Texte fourni
Aussi, pour espérer le minimum de dégâts, la voie de salut passe, à mon sens, par :

1/ La création d’une dynamique de demande intérieure, soutenue et concentrée sur la préférence nationale tous azimuts. Tout ce qui est produit au Maroc, ou peut l’être, doit être systématiquement et spontanément préféré à toute importation. À ce propos, les citoyens doivent comprendre qu’ils ont la main pour agir dans ce sens, vu que personne ne viendrait leur reprocher le non-respect de dispositions particulières des accords de libre-échange ou de l’organisation mondiale du commerce. Le gouvernement, lui, a, par contre, une marge de manœuvre limitée à ce propos. Afin de faciliter aux citoyens ce positionnement de consommateurs patriotes, il faut agir sur les leviers de la qualité des produits et des process, de l’innovation et du design, du soutien à l’investissement, au développement et mise à niveau du capital humain, et de beaucoup de communication efficace. Sur tous ces registres, la balle est dans le camp du gouvernement et du patronat. Ils devront jouer le jeu, vite et intelligemment.

2/ Le financement de l’économie par le crédit, appelé à être rendu plus facile, plus accessible, pas cher et plus incitatif. À ce propos, les banques devront se défaire des réflexes prudentiels ancrés dans l’histoire d’une relation ambivalente avec les acteurs du marché et les investisseurs. Bank Al-Maghrib a montré l’exemple, en ramenant le taux directeur à un niveau très bas, et le GPBM est, sans doute, capable de permettre à la vague d’espoir de se décliner avec fluidité, sur tous les maillons de la chaîne de financement de l’économie, jusqu’à toucher de ses bienfaits le consommateur et l’investisseur, en bout de chaîne. Certes, des efforts ont été initiés dans ce sens. Mais, l’histoire nous a montré, à plusieurs reprises, combien le sens patriotique de certains grands patrons de banques nationales, que tout le monde saura reconnaître sans besoin de citer des noms, sont capables de marquer l’histoire avec la sagesse et l’attachement qu’ils portent aux valeurs fondamentales de notre pays.

[Données de localisation par point pour chaque instance]
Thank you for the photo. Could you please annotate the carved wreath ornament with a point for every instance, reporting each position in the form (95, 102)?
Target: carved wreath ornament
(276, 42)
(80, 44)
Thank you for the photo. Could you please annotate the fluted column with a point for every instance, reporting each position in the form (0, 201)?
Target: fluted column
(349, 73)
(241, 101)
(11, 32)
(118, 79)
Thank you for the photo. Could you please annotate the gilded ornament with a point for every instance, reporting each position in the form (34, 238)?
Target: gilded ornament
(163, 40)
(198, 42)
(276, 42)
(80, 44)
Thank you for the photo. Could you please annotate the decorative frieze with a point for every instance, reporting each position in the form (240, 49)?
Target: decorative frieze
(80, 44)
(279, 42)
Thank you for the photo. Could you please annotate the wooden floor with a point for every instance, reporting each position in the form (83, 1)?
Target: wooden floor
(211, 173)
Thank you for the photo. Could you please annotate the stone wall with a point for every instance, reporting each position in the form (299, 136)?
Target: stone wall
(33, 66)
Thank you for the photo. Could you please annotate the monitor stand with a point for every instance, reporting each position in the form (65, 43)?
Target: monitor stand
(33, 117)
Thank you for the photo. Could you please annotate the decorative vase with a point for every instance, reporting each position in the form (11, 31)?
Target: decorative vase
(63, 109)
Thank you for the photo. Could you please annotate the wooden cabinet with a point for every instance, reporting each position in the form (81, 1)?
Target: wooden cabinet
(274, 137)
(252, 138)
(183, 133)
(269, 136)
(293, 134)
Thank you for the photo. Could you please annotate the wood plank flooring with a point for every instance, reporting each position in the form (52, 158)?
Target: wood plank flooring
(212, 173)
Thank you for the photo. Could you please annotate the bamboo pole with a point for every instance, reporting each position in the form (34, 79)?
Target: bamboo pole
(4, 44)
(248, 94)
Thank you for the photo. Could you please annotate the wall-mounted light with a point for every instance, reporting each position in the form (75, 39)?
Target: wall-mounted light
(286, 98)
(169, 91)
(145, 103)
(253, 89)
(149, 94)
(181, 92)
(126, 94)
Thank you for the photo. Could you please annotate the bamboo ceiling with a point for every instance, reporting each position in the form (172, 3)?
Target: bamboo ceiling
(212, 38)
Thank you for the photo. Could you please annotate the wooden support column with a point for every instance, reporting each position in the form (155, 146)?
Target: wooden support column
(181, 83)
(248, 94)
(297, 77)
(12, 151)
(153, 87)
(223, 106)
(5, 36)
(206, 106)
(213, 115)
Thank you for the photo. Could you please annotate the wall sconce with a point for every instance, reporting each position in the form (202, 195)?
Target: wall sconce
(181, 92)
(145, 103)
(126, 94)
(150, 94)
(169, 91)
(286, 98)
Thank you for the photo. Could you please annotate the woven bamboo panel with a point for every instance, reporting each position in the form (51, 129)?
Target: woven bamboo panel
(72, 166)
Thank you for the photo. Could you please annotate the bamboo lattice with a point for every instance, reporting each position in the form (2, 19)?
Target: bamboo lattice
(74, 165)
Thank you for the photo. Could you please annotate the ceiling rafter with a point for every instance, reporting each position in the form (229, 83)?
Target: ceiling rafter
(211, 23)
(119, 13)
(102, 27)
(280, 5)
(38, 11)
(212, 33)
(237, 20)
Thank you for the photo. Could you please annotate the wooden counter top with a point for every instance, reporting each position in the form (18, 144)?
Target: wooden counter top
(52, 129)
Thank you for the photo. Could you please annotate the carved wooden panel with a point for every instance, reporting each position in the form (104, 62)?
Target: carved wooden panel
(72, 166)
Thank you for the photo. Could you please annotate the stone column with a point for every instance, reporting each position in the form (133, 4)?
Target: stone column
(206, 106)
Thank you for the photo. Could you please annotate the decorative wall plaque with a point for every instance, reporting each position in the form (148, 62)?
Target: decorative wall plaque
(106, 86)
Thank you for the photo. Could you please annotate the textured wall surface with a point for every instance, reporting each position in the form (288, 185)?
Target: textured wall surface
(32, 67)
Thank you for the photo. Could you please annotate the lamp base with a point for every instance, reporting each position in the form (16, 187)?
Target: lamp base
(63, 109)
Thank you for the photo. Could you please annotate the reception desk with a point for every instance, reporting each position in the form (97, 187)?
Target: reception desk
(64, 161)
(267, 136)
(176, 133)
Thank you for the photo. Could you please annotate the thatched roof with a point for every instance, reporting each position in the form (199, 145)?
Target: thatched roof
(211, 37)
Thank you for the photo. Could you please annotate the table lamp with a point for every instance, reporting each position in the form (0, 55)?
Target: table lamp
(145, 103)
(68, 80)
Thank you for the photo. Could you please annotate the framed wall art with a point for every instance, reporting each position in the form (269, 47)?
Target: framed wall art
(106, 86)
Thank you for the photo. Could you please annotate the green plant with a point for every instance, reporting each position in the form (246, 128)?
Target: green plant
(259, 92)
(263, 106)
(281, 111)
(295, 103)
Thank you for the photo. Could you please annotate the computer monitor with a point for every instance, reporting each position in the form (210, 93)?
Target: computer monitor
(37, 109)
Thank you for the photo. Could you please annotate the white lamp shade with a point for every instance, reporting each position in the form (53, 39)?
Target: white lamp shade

Consigne
Relevez dans le texte fourni toutes les qualités que le crédit destiné au financement de l'économie est appelé à acquérir. Appuyez-vous uniquement sur le texte fourni.

Réponse rédigée
- plus facile
- plus accessible
- pas cher
- plus incitatif